• PROBLEM DESCRIPTION:
Return every line of the records below as a JSON list of strings, one string per line, with blank lines skipped and the pictures left out.
━━━━━━━━━━━━━━━━━━━━
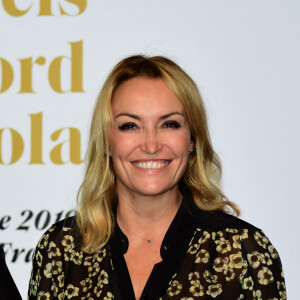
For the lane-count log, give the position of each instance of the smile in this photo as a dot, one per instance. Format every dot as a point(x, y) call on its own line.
point(151, 164)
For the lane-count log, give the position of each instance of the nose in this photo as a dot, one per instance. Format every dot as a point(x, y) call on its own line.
point(151, 144)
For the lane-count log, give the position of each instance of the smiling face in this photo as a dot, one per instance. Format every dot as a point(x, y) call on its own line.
point(149, 137)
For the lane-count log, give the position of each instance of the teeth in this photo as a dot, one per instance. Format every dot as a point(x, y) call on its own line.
point(150, 165)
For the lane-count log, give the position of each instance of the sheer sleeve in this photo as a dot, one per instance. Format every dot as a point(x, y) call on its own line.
point(262, 276)
point(47, 262)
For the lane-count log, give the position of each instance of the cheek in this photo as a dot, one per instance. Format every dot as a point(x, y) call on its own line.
point(179, 143)
point(121, 145)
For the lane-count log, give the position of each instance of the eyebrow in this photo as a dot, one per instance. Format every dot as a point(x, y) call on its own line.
point(138, 118)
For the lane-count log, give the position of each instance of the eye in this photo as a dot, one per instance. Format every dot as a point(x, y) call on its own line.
point(127, 126)
point(171, 124)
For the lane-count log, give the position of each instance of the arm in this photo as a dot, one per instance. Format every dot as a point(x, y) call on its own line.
point(262, 275)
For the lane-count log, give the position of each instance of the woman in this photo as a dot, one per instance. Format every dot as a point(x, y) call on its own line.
point(151, 222)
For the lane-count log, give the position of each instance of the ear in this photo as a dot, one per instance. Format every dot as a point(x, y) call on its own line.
point(192, 145)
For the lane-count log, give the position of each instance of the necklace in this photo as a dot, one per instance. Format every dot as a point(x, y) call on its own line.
point(146, 240)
━━━━━━━━━━━━━━━━━━━━
• SOLUTION:
[
  "For the lane-count log, give the position of each instance of the smile in this photo as a dot, one per instance. Format every dot as a point(x, y) call on its own line.",
  "point(151, 164)",
  "For the lane-count log, give the position of each instance of the nose in this photo as a dot, one per instance. Format every dot as a point(x, y) call on its own line.",
  "point(151, 144)",
  "For the lane-count log, give the position of each instance of the smiling face in this photo as a dot, one per instance. Format every dot as a point(x, y) call on its own line.",
  "point(149, 137)",
  "For the lane-count log, give the position of each instance of the teeth in this photo as a dot, one per instance. Format every dot as a point(x, y) call on its own line.",
  "point(150, 165)",
  "For the lane-count log, give the position of each instance of the sheer sleeve in this photo as a dot, one per instance. Format every dot as a point(x, y) call on its own line.",
  "point(262, 276)",
  "point(47, 262)",
  "For the lane-count log, give the position of each instance of the cheek in this photo as a dot, one per instance. Format every dot as a point(x, y) call on its own line.",
  "point(179, 143)",
  "point(121, 145)",
  "For the lane-count log, give the position of each instance of the eyebrow in this photo as a dot, one per instance. Format every dot as a point(x, y) call on its own line.",
  "point(138, 118)",
  "For the lane-count log, give the position of each instance of the eye in this photo as a dot, one per instance. Format every dot as a point(x, y) call on its own line.",
  "point(127, 126)",
  "point(171, 124)",
  "For the lane-count log, give the position of each instance of the arm in this photo as a dot, one per instance. Format every dot as a point(x, y) call on its own line.",
  "point(262, 275)",
  "For the lane-count log, give the position of each instance of the woman in this photo as a dot, one per instance. Format every dot as a point(x, y) call on its own line.",
  "point(151, 222)",
  "For the lane-count log, give the position of each instance of the ear in this photo as a dot, one per instance. Format every dot as a point(x, y) call on its own line.",
  "point(192, 145)",
  "For the lane-count log, give the position of each instance of the necklace in this photo as a dot, one per instance. Format every dot as a point(x, y) call on its own line.",
  "point(146, 240)"
]